## Exercise goal
Whenever a line below holds the word "shown", copy that line.

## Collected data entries

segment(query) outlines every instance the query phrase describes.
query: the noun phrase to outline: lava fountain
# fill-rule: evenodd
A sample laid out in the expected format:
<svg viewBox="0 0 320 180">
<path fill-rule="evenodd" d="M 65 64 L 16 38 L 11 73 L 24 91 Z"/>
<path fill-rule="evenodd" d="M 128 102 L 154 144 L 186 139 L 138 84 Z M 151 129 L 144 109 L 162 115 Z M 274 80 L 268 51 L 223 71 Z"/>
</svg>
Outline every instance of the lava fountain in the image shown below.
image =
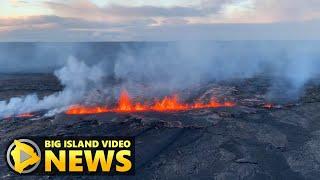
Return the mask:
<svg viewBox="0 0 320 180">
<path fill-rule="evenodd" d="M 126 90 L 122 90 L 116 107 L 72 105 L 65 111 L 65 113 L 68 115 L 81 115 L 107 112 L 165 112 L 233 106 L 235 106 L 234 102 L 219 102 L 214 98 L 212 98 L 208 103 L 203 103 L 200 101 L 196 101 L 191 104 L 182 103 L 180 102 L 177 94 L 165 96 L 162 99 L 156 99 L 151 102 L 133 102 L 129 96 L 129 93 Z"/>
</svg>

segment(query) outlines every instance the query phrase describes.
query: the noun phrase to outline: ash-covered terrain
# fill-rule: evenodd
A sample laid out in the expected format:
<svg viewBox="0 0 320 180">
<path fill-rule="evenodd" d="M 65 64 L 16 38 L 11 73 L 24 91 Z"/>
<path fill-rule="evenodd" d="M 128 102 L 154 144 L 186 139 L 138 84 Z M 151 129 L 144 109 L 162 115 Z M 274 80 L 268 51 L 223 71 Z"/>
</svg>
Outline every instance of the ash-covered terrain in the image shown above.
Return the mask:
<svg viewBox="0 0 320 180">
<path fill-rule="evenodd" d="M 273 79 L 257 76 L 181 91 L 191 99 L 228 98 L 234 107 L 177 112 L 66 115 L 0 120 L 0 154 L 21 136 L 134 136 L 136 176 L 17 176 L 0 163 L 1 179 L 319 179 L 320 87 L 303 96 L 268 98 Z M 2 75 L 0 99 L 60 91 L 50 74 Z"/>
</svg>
==
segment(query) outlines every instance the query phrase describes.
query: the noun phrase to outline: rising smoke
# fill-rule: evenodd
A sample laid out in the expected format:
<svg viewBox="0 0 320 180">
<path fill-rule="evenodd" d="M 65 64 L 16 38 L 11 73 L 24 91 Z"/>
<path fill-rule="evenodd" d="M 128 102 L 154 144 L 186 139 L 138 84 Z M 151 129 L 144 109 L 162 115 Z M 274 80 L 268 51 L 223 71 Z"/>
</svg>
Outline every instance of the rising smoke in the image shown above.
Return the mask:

## Answer to this task
Outline every instance of the lava fountain in the image shown below.
Outline every instance of the ash-covered terrain in the image shown above.
Outline every instance of the rising smoke in the image shown above.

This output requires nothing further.